[Exercise] Please write out the material below exactly as given.
---
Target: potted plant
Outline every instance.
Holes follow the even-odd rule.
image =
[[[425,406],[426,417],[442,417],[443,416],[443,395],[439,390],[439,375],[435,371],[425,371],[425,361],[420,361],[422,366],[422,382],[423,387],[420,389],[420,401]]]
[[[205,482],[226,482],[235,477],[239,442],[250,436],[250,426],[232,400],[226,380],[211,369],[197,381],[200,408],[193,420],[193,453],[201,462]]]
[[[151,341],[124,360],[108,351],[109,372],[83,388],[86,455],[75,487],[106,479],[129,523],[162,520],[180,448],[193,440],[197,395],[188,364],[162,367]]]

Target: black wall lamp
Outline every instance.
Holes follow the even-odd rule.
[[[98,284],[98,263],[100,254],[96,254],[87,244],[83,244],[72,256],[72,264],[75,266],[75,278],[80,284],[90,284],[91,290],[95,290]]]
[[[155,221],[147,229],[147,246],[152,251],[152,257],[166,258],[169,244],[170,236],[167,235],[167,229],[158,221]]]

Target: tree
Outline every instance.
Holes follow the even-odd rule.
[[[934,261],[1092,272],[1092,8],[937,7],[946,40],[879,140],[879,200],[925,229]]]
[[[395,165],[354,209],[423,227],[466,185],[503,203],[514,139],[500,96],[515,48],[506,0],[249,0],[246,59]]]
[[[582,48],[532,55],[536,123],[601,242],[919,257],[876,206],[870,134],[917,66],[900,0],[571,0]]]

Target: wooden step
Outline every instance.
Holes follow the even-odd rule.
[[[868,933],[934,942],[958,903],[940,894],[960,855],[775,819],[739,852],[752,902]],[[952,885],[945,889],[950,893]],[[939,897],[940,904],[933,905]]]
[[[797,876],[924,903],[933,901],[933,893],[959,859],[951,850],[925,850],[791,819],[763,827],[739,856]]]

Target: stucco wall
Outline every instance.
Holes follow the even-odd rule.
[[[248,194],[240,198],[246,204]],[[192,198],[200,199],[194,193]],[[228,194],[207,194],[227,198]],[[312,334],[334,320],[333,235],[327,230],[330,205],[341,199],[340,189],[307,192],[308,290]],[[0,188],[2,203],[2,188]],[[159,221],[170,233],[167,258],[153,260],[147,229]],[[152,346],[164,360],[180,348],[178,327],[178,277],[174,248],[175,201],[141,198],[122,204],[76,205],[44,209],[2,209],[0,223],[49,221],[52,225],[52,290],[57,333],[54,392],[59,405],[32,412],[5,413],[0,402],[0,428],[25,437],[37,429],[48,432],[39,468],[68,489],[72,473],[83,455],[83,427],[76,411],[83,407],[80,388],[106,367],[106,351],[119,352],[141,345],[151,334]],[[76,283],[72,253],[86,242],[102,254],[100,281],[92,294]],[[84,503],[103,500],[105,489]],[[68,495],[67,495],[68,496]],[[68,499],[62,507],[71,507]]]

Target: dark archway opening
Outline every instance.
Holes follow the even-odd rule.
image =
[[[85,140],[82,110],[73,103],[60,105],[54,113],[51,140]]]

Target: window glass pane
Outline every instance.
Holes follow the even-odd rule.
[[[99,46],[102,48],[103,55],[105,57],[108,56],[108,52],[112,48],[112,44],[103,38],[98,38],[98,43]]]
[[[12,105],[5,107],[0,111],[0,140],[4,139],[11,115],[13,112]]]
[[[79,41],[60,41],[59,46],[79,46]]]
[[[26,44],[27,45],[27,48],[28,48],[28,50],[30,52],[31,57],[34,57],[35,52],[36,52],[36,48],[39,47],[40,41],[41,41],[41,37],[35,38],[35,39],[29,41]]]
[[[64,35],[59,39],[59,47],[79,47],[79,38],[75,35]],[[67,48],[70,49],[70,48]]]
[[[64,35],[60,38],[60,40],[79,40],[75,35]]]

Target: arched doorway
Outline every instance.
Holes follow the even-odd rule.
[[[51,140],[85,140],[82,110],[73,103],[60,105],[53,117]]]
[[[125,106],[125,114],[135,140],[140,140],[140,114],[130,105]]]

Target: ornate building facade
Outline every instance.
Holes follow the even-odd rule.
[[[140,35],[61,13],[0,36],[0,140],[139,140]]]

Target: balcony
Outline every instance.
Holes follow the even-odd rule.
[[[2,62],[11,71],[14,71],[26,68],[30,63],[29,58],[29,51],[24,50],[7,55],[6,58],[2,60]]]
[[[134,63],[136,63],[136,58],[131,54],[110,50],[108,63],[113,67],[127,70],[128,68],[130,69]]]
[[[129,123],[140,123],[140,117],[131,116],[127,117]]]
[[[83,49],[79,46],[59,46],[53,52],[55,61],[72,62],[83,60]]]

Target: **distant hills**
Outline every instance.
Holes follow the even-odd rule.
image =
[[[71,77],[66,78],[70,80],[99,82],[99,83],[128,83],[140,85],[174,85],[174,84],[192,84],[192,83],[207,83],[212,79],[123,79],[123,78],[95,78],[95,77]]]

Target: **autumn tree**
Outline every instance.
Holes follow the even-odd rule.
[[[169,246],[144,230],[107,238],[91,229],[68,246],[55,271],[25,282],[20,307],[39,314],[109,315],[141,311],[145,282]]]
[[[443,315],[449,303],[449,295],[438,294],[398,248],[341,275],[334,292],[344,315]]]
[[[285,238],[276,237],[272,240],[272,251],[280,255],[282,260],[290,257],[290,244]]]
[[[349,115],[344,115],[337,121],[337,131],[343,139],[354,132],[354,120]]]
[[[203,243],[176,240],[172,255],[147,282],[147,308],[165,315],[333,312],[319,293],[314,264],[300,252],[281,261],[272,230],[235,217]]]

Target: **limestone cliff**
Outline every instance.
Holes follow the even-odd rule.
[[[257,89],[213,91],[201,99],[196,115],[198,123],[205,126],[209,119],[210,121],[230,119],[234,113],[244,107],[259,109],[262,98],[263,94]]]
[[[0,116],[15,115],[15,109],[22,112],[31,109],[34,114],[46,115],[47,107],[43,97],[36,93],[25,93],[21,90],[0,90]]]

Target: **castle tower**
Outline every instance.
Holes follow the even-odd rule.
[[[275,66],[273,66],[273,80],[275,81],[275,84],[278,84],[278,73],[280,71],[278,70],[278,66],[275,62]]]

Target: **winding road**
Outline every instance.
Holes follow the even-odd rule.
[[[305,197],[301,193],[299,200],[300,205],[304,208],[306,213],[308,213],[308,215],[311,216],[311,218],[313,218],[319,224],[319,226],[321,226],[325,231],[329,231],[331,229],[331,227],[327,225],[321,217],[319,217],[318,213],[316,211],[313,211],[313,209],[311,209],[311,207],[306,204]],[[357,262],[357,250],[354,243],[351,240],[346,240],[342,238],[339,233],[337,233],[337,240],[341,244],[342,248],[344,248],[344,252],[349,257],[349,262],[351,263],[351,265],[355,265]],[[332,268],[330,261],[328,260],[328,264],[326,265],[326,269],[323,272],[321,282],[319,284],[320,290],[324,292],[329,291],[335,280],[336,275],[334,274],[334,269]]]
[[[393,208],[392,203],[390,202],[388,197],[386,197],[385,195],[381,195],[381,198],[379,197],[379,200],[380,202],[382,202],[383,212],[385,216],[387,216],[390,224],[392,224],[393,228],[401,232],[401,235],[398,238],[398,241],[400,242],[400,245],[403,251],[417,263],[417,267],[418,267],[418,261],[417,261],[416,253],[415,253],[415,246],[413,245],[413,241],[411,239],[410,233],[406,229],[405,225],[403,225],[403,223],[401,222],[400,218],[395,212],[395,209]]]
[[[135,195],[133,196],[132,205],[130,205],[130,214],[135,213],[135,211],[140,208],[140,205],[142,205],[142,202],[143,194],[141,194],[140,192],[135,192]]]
---
[Correct response]
Target: potted plant
Outline every instance.
Holes follow the even-odd rule.
image =
[[[425,406],[426,417],[442,417],[443,416],[443,395],[439,390],[439,375],[435,371],[425,371],[425,361],[420,361],[422,366],[422,382],[423,387],[420,389],[420,401]]]
[[[205,482],[226,482],[235,477],[239,442],[250,436],[250,426],[232,400],[226,380],[211,369],[197,381],[200,408],[193,420],[193,453],[201,462]]]
[[[151,341],[124,360],[108,351],[109,372],[83,388],[86,455],[75,487],[106,479],[129,523],[162,520],[180,448],[193,440],[197,395],[188,364],[162,367]]]

Target: black wall lamp
Outline every instance.
Holes follow the even-odd rule.
[[[98,284],[98,263],[100,254],[96,254],[87,244],[83,244],[72,256],[72,264],[75,266],[75,278],[80,284],[90,284],[91,290],[95,290]]]
[[[155,221],[147,229],[147,246],[152,251],[152,257],[166,258],[169,244],[170,236],[167,235],[167,229],[158,221]]]

Target: tree
Outline every instance.
Holes follow the even-odd rule.
[[[934,261],[1092,272],[1092,8],[937,7],[946,40],[879,140],[879,200],[925,229]]]
[[[395,165],[354,209],[423,227],[466,185],[503,203],[514,139],[500,96],[515,48],[506,0],[249,0],[246,59]]]
[[[582,48],[532,55],[536,123],[601,242],[919,257],[876,206],[870,134],[917,66],[900,0],[571,0]]]

Target: wooden step
Outline every instance.
Holes follow the even-odd rule.
[[[868,933],[934,942],[958,903],[940,894],[960,855],[775,819],[739,852],[752,902]],[[952,885],[945,889],[950,893]],[[939,897],[940,904],[933,905]]]
[[[797,876],[924,903],[933,901],[933,893],[959,859],[951,850],[925,850],[791,819],[763,827],[739,856]]]

Target: stucco wall
Outline every instance.
Holes follow the even-odd rule.
[[[248,194],[240,198],[246,204]],[[192,198],[200,199],[194,193]],[[228,194],[207,194],[227,198]],[[312,334],[334,320],[333,235],[327,230],[330,205],[341,199],[340,189],[307,192],[308,290]],[[0,188],[2,203],[2,188]],[[159,221],[170,233],[167,258],[153,260],[147,229]],[[152,346],[164,360],[180,348],[178,327],[178,277],[174,248],[175,201],[141,198],[122,204],[76,205],[44,209],[2,209],[0,223],[49,221],[52,225],[52,290],[57,333],[54,392],[59,405],[32,412],[5,413],[0,402],[0,428],[25,437],[37,429],[48,432],[39,468],[68,489],[72,473],[83,455],[83,427],[76,411],[83,407],[80,388],[106,367],[106,351],[119,352],[141,345],[151,334]],[[76,283],[72,253],[86,242],[102,254],[100,281],[92,294]],[[84,503],[103,500],[105,489]],[[68,495],[67,495],[68,496]],[[68,499],[62,507],[71,507]]]

Target: dark archway opening
Outline every instance.
Holes follow the even-odd rule.
image =
[[[85,140],[82,110],[73,103],[60,105],[54,113],[51,140]]]

Target: window glass pane
Outline every instance.
Holes follow the even-odd rule.
[[[99,46],[102,48],[103,55],[105,57],[108,56],[108,52],[112,48],[112,44],[103,38],[98,38],[98,43]]]
[[[12,105],[5,107],[0,111],[0,140],[4,139],[11,115],[13,112]]]
[[[79,41],[60,41],[59,46],[79,46]]]
[[[26,44],[27,45],[27,48],[28,48],[28,50],[30,52],[31,57],[34,57],[35,52],[36,52],[36,48],[39,47],[40,41],[41,41],[41,37],[35,38],[35,39],[29,41]]]
[[[64,35],[59,39],[59,47],[79,47],[79,38],[75,35]],[[67,48],[70,49],[70,48]]]
[[[64,35],[60,38],[60,40],[79,40],[75,35]]]

Target: arched doorway
Outline every instance.
Holes follow the even-odd rule.
[[[51,140],[85,140],[82,110],[73,103],[60,105],[53,117]]]
[[[125,106],[125,114],[135,140],[140,140],[140,114],[130,105]]]

Target: ornate building facade
Outline every instance.
Holes follow the even-odd rule.
[[[140,35],[61,13],[0,36],[0,140],[139,140]]]

Target: balcony
Outline every instance.
Holes follow the even-odd rule.
[[[2,62],[11,71],[14,71],[26,68],[30,63],[29,58],[29,51],[24,50],[7,55],[6,58],[2,60]]]
[[[134,63],[136,63],[136,58],[131,54],[110,50],[108,63],[113,67],[127,70],[128,68],[130,69]]]
[[[129,123],[140,123],[140,117],[131,116],[127,117]]]
[[[83,49],[79,46],[59,46],[53,52],[55,61],[72,62],[83,60]]]

Target: **distant hills**
Outline every instance.
Holes follow the even-odd rule.
image =
[[[71,77],[66,78],[70,80],[99,82],[99,83],[128,83],[140,85],[174,85],[174,84],[192,84],[192,83],[207,83],[212,79],[123,79],[123,78],[95,78],[95,77]]]

Target: **autumn tree**
Outline every instance.
Holes follow the even-odd rule.
[[[169,246],[144,230],[107,238],[91,229],[68,246],[55,271],[25,282],[20,307],[39,314],[109,315],[141,311],[145,282]]]
[[[443,315],[449,303],[449,295],[438,294],[398,248],[341,275],[334,292],[344,315]]]
[[[285,238],[276,237],[272,240],[272,251],[280,255],[282,260],[290,257],[290,244]]]
[[[349,115],[344,115],[337,121],[337,131],[343,139],[354,132],[354,120]]]
[[[203,243],[176,240],[172,255],[147,282],[147,308],[165,315],[333,312],[319,293],[314,264],[300,252],[281,261],[272,230],[235,217]]]

Target: **limestone cliff**
Outline every instance.
Holes follow the even-odd rule.
[[[257,89],[213,91],[201,99],[196,115],[198,123],[205,126],[209,119],[210,121],[230,119],[234,113],[244,107],[259,109],[262,98],[263,94]]]
[[[0,116],[15,115],[15,109],[22,112],[31,109],[34,114],[46,115],[47,107],[43,97],[36,93],[25,93],[21,90],[0,90]]]

Target: **castle tower**
Outline every instance.
Holes follow the even-odd rule.
[[[275,66],[273,66],[273,80],[275,81],[275,84],[278,84],[278,73],[280,71],[278,70],[278,66],[275,62]]]

Target: **winding road**
Outline every instance.
Holes follow the even-odd rule.
[[[305,197],[301,193],[299,200],[300,205],[304,208],[306,213],[308,213],[308,215],[311,216],[311,218],[313,218],[319,224],[319,226],[321,226],[325,231],[329,231],[331,229],[331,227],[327,225],[321,217],[319,217],[318,213],[316,211],[313,211],[313,209],[311,209],[311,207],[306,204]],[[357,262],[357,250],[354,243],[351,240],[346,240],[342,238],[339,233],[337,233],[337,240],[341,244],[342,248],[344,248],[344,252],[349,257],[349,262],[351,263],[351,265],[355,265]],[[332,268],[330,261],[328,260],[328,264],[326,265],[326,269],[323,272],[321,282],[319,284],[320,290],[324,292],[329,291],[335,280],[336,275],[334,274],[334,269]]]
[[[393,208],[392,203],[390,202],[388,197],[386,197],[385,195],[381,195],[381,198],[379,197],[379,200],[380,202],[382,202],[383,212],[385,216],[387,216],[390,224],[392,224],[393,228],[401,232],[401,235],[398,238],[398,241],[400,242],[400,245],[403,251],[417,263],[417,267],[418,267],[418,261],[417,261],[416,253],[415,253],[415,246],[413,245],[413,241],[411,239],[410,233],[406,229],[405,225],[403,225],[403,223],[401,222],[400,218],[395,212],[395,209]]]
[[[135,195],[133,196],[132,205],[130,205],[130,214],[135,213],[135,211],[140,208],[140,205],[142,205],[142,202],[143,194],[141,194],[140,192],[135,192]]]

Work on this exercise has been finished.